§ Task description
Convert the items, starting at the first line and ending at the line that contains "pixel 495 165", into a Markdown table with the columns Row and Line, leaving out any blank lines.

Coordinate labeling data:
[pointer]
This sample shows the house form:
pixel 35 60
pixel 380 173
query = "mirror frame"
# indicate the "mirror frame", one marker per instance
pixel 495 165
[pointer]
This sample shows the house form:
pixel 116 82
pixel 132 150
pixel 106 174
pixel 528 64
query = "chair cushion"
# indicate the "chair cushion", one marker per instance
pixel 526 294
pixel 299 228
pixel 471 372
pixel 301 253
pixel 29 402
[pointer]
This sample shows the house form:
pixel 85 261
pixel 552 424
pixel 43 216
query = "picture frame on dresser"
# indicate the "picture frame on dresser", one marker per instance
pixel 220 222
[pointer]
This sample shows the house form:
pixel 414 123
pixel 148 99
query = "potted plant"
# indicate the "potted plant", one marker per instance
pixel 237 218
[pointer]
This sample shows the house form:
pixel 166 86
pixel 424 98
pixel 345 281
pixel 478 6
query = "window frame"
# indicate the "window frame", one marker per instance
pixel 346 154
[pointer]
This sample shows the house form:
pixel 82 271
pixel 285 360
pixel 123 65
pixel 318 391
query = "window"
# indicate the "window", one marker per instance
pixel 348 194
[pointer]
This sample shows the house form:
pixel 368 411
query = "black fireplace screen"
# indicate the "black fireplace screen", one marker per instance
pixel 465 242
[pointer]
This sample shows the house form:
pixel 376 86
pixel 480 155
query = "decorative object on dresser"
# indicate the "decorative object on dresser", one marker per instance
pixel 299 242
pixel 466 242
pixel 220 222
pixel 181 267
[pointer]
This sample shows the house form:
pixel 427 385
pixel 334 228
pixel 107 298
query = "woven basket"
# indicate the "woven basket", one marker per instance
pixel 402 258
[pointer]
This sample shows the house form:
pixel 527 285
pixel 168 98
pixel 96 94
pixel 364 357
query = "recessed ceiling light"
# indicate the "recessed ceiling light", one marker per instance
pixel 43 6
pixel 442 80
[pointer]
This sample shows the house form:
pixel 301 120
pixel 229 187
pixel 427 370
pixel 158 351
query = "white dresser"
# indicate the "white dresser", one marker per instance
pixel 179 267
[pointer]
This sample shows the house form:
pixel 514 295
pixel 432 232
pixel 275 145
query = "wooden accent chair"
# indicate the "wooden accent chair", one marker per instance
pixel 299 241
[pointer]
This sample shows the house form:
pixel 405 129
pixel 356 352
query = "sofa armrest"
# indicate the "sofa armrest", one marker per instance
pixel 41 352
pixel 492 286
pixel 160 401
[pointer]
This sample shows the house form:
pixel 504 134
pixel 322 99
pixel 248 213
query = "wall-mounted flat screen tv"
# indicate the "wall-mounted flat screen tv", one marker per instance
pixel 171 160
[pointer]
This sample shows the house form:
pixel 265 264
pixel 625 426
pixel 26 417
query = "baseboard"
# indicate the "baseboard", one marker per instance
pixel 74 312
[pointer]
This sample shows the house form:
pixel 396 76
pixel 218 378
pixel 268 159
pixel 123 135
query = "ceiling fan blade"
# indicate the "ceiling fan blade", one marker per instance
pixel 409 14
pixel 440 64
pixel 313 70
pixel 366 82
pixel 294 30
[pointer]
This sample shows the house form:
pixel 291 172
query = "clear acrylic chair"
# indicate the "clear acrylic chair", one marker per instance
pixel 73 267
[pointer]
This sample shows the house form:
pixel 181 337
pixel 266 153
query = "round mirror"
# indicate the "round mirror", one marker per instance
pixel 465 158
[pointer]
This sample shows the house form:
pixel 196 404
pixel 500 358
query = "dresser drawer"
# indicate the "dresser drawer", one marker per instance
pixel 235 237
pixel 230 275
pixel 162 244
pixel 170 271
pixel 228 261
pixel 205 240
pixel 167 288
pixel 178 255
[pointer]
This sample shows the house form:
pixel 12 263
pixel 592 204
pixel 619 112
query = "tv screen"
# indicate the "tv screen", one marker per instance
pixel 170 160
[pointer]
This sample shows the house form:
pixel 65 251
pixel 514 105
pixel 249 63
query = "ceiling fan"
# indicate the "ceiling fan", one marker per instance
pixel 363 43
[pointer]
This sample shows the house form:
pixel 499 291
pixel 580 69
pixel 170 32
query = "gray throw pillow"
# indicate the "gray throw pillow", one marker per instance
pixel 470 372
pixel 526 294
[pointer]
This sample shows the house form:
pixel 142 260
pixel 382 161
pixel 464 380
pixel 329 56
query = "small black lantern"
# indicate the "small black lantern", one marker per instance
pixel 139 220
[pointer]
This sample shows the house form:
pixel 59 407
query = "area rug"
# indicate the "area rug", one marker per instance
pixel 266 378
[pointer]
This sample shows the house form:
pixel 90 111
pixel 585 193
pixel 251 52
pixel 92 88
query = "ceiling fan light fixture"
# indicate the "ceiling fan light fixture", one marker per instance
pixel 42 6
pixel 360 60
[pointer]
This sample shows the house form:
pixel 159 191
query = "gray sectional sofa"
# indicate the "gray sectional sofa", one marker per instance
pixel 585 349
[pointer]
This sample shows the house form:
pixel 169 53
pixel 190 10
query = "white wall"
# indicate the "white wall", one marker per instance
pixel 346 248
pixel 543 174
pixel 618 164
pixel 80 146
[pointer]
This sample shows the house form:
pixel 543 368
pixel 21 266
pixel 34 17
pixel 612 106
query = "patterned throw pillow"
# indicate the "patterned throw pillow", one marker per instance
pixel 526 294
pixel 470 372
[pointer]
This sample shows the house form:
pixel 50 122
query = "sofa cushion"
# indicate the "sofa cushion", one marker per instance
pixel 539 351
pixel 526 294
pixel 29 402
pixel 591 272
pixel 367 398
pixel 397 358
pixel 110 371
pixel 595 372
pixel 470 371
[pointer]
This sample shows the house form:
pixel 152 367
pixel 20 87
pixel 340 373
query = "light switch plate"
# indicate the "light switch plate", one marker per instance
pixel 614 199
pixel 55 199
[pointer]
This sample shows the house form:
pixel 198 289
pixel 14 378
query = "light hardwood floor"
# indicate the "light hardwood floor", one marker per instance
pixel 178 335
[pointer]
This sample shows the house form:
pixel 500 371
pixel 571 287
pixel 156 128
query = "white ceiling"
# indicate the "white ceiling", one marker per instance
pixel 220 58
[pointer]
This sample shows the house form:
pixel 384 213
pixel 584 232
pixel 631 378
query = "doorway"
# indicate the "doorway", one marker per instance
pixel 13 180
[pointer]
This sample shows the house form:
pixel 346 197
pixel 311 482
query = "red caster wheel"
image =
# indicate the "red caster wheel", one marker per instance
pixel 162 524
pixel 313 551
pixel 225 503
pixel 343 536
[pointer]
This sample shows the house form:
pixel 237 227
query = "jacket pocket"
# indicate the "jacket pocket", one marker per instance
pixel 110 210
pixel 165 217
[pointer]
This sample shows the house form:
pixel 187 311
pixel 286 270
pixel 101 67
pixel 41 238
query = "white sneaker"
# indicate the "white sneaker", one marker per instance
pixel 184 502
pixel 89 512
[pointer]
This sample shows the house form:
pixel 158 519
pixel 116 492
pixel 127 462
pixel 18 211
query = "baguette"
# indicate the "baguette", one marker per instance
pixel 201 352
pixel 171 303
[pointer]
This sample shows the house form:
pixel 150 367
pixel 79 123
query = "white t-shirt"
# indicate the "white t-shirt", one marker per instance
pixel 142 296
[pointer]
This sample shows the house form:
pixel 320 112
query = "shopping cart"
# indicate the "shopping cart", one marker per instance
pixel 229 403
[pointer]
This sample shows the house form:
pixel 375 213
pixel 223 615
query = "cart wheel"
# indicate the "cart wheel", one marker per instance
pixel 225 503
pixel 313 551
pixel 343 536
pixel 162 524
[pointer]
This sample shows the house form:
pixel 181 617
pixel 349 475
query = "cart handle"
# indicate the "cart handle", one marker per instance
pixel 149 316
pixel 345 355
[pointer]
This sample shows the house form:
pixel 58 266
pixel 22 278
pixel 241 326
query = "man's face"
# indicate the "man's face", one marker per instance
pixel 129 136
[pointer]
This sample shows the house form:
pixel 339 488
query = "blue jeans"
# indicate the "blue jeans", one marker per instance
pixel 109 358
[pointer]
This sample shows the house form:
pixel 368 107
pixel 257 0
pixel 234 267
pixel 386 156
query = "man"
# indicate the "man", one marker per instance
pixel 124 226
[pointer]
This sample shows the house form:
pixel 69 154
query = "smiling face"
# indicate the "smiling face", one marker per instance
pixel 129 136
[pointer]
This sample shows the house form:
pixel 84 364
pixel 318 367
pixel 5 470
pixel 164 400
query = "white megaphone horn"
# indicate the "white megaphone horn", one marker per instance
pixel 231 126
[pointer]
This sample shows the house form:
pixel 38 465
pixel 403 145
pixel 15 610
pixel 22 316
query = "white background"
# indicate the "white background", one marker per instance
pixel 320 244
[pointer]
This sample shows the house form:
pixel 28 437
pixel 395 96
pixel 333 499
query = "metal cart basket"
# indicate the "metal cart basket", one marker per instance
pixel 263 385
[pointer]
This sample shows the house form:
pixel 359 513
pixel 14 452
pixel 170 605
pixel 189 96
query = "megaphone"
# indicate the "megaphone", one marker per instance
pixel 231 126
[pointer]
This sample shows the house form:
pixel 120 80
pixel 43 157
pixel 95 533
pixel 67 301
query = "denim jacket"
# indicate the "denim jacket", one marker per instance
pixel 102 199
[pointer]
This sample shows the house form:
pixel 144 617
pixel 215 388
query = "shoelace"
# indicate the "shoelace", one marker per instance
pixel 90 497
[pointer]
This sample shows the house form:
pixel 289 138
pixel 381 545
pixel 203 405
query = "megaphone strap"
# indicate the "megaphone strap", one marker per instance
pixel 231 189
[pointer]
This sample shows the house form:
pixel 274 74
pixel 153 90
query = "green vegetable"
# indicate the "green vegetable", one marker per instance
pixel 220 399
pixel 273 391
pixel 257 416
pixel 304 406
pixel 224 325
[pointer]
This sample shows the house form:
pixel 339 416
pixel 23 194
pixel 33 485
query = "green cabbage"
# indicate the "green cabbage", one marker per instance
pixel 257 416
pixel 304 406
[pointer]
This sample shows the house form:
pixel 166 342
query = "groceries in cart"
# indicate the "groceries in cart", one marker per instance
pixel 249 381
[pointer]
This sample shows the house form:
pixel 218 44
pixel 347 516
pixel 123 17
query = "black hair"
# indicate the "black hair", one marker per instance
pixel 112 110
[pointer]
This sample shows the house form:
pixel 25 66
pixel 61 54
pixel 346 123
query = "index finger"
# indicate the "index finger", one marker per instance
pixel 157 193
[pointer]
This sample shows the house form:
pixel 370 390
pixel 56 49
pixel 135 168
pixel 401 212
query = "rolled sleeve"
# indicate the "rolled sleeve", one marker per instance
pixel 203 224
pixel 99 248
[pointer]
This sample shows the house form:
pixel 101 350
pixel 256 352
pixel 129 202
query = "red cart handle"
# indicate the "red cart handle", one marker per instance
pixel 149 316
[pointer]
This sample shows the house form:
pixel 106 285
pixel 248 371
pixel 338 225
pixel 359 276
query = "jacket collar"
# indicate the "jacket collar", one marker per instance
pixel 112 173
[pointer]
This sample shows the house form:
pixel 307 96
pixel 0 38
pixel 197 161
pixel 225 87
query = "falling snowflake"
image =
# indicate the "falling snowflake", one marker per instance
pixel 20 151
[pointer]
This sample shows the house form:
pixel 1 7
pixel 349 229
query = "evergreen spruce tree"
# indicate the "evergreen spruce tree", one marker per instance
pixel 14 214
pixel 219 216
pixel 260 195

§ Right answer
| Row | Line |
|---|---|
| 1 | [pointer] |
| 2 | This sample shows the house form: |
| 3 | pixel 35 60 |
| 4 | pixel 380 173 |
| 5 | query = "mirror frame" |
| 6 | # indicate the "mirror frame", one marker per instance |
| 7 | pixel 495 165 |